*Aim of the task:* The lines to extract begin at the one containing "[point] every instance of the pallet" and run to the end of the listing; set them down exactly and alone.

----------

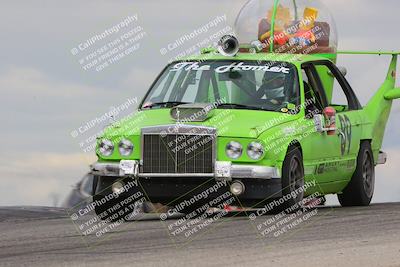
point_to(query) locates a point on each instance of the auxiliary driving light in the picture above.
(255, 150)
(118, 187)
(234, 149)
(106, 147)
(125, 147)
(237, 188)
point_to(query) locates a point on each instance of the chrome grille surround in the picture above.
(178, 149)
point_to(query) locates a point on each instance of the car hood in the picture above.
(228, 122)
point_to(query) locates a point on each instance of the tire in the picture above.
(292, 180)
(105, 214)
(360, 190)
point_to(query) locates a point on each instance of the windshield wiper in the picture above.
(239, 106)
(165, 104)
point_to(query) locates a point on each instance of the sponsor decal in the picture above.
(345, 127)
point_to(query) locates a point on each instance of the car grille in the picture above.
(177, 153)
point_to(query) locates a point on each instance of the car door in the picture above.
(344, 145)
(318, 148)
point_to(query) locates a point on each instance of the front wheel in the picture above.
(360, 190)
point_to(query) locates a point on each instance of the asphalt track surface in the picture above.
(333, 236)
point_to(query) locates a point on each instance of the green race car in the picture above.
(260, 126)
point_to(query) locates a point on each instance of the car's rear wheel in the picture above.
(360, 190)
(292, 180)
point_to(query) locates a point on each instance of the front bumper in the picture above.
(224, 171)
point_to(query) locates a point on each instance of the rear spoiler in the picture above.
(391, 75)
(379, 53)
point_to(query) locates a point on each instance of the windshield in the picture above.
(271, 86)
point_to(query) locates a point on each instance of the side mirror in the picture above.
(343, 70)
(326, 122)
(393, 94)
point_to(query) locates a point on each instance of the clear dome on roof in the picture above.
(288, 26)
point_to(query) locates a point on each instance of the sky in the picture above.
(48, 91)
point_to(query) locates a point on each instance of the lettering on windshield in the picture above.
(236, 66)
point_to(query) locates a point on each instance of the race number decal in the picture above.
(346, 137)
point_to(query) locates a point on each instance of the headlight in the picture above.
(125, 147)
(255, 150)
(234, 149)
(106, 147)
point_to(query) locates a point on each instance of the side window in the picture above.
(315, 99)
(338, 96)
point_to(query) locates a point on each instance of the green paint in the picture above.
(328, 159)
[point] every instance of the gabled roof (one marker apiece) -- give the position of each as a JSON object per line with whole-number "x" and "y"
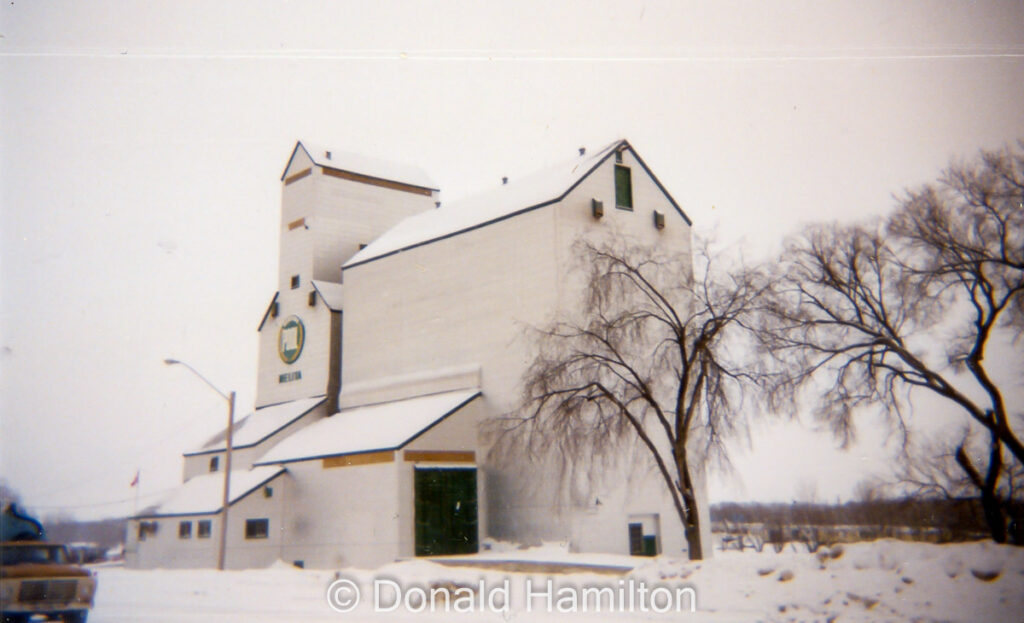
{"x": 331, "y": 293}
{"x": 363, "y": 165}
{"x": 369, "y": 428}
{"x": 517, "y": 197}
{"x": 257, "y": 427}
{"x": 205, "y": 494}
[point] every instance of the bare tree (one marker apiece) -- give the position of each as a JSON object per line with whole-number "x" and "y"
{"x": 859, "y": 308}
{"x": 944, "y": 468}
{"x": 647, "y": 366}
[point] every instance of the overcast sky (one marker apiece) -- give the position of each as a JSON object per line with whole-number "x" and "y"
{"x": 142, "y": 144}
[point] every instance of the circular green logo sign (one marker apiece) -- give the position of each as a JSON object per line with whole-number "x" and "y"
{"x": 290, "y": 339}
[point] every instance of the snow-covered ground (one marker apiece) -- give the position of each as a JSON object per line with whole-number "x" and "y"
{"x": 879, "y": 581}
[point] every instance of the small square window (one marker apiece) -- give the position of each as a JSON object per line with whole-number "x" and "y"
{"x": 146, "y": 529}
{"x": 624, "y": 188}
{"x": 257, "y": 529}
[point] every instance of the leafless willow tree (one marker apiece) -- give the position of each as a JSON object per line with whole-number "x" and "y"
{"x": 646, "y": 366}
{"x": 865, "y": 314}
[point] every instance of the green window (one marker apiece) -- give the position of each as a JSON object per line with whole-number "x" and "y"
{"x": 624, "y": 189}
{"x": 445, "y": 511}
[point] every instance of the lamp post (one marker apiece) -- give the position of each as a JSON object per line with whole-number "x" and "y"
{"x": 227, "y": 459}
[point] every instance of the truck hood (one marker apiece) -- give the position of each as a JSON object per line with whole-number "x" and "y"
{"x": 35, "y": 570}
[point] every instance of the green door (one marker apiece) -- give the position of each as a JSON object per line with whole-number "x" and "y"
{"x": 445, "y": 511}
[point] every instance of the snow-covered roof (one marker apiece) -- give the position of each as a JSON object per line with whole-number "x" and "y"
{"x": 517, "y": 196}
{"x": 365, "y": 165}
{"x": 331, "y": 293}
{"x": 369, "y": 428}
{"x": 257, "y": 426}
{"x": 205, "y": 494}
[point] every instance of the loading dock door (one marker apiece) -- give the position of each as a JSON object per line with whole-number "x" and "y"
{"x": 445, "y": 510}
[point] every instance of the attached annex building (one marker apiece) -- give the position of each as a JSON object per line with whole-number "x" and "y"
{"x": 398, "y": 326}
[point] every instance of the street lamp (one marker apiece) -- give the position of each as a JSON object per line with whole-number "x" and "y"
{"x": 227, "y": 458}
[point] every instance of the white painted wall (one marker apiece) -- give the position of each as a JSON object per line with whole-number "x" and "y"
{"x": 470, "y": 300}
{"x": 313, "y": 362}
{"x": 342, "y": 516}
{"x": 166, "y": 550}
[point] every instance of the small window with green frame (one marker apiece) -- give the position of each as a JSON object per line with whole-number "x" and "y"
{"x": 624, "y": 188}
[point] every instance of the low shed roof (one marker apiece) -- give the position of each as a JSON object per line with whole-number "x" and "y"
{"x": 368, "y": 428}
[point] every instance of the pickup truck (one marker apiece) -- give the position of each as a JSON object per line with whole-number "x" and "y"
{"x": 36, "y": 578}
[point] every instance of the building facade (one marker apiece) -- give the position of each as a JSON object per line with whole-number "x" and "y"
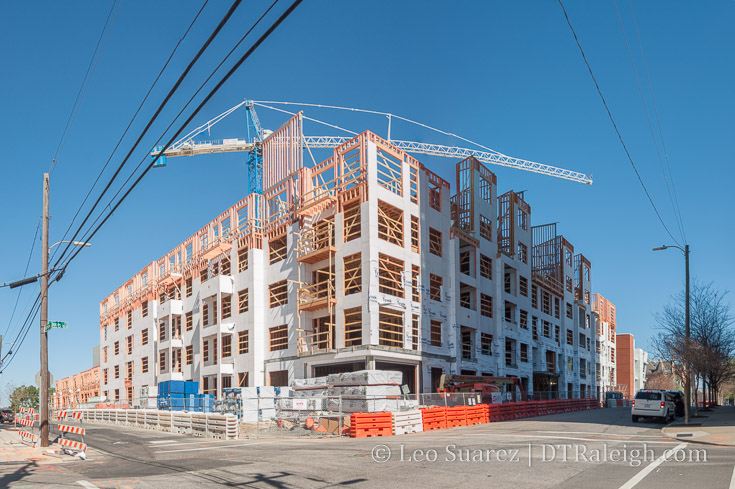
{"x": 365, "y": 260}
{"x": 81, "y": 388}
{"x": 606, "y": 326}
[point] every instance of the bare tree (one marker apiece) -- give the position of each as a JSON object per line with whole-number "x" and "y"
{"x": 712, "y": 338}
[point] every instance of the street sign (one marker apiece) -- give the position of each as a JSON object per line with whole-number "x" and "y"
{"x": 55, "y": 324}
{"x": 50, "y": 379}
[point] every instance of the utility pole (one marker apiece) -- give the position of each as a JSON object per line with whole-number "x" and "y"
{"x": 43, "y": 418}
{"x": 687, "y": 334}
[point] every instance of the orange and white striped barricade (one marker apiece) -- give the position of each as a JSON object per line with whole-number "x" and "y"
{"x": 433, "y": 418}
{"x": 456, "y": 416}
{"x": 72, "y": 430}
{"x": 407, "y": 422}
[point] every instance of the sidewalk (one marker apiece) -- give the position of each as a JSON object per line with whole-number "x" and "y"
{"x": 13, "y": 451}
{"x": 718, "y": 428}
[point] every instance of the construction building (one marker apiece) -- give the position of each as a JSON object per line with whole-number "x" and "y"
{"x": 365, "y": 260}
{"x": 77, "y": 390}
{"x": 603, "y": 312}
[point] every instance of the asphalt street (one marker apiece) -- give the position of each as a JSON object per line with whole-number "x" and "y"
{"x": 600, "y": 448}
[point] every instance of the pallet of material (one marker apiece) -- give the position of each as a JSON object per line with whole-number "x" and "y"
{"x": 366, "y": 377}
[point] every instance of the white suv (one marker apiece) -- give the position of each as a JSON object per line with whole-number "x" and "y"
{"x": 653, "y": 404}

----------

*Task result:*
[point] every instance of the pallet of material (one marker apiece) -- give the position of each as a JSON object per line with whole-number "x" and "y"
{"x": 366, "y": 377}
[point] every instance of the white suv (one marker apiece) -- give the position of each as a JSON object per line with whole-number "x" and "y"
{"x": 653, "y": 404}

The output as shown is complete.